* _Task details_: How many lines in the entries below contain the string "window"? Reply with the number alone.

* _Available records_:
= = = = = = =

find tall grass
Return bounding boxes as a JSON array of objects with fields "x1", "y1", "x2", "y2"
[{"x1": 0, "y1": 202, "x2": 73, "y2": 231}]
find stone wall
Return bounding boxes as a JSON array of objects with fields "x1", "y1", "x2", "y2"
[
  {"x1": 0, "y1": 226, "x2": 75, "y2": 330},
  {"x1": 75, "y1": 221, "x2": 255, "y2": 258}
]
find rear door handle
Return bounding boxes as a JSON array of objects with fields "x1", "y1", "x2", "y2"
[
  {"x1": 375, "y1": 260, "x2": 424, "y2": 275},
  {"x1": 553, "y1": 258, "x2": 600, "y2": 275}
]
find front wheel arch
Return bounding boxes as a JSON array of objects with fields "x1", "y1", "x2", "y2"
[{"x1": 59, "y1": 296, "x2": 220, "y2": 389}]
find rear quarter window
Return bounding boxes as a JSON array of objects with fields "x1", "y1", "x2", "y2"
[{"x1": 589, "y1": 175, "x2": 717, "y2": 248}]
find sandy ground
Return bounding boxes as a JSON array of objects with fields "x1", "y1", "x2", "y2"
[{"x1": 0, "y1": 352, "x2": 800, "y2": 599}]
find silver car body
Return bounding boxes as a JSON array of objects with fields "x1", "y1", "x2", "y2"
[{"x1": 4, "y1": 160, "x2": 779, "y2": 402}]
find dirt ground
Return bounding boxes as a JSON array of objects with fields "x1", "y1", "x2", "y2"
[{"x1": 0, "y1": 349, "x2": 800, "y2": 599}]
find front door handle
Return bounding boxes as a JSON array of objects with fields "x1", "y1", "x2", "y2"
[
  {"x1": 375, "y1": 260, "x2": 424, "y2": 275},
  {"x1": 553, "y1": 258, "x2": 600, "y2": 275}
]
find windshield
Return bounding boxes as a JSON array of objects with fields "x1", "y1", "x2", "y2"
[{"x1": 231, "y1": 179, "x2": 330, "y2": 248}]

= = = = = = =

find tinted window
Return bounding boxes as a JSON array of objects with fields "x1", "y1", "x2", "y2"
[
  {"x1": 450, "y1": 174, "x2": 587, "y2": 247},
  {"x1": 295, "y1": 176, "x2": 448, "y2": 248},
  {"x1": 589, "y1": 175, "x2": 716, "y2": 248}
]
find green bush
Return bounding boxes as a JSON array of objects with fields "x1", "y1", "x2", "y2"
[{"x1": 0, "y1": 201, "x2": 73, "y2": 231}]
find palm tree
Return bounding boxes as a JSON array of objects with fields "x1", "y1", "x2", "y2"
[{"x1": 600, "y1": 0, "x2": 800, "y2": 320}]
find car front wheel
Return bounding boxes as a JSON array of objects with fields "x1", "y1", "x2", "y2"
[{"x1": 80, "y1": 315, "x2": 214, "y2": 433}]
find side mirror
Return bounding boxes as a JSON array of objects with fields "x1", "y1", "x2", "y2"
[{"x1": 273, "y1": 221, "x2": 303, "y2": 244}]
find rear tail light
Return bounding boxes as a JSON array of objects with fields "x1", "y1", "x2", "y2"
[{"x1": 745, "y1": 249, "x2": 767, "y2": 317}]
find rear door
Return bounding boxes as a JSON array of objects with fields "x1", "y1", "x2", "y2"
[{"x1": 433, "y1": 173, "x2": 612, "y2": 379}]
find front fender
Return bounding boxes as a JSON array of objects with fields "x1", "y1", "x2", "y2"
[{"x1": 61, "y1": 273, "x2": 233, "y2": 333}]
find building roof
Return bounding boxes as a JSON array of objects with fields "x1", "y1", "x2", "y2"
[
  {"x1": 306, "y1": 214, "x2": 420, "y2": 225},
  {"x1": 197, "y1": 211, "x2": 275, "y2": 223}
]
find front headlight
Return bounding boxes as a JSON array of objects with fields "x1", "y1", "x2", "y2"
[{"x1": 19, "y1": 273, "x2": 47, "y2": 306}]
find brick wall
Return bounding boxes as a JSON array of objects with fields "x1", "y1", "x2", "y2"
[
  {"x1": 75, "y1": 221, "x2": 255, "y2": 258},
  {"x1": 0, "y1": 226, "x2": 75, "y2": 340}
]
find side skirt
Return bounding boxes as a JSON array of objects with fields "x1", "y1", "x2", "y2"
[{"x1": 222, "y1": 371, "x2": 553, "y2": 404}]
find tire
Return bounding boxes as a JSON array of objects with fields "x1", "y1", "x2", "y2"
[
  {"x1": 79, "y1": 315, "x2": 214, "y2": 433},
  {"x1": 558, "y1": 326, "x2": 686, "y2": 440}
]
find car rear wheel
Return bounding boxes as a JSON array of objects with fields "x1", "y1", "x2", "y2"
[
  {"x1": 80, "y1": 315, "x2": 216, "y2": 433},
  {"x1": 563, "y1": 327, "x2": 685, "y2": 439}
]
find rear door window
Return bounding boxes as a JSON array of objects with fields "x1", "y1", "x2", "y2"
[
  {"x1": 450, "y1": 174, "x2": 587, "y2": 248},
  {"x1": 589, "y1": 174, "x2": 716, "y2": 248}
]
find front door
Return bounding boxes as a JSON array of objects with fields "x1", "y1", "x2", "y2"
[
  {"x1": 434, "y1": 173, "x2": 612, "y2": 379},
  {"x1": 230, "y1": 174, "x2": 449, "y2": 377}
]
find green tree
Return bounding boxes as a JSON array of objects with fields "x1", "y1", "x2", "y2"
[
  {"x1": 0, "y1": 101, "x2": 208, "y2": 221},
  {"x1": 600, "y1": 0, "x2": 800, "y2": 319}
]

= = = = = = =

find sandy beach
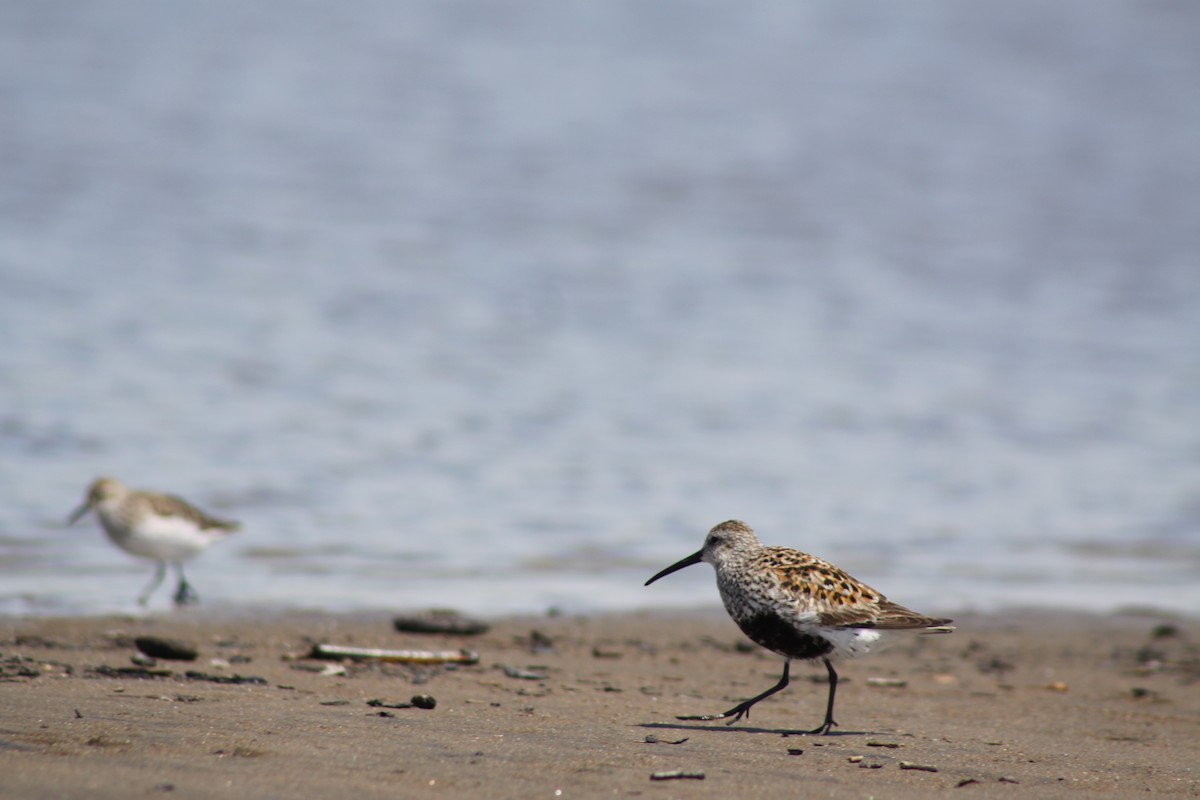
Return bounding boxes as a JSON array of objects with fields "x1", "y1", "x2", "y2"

= = = = = = =

* _Solved exercise_: 3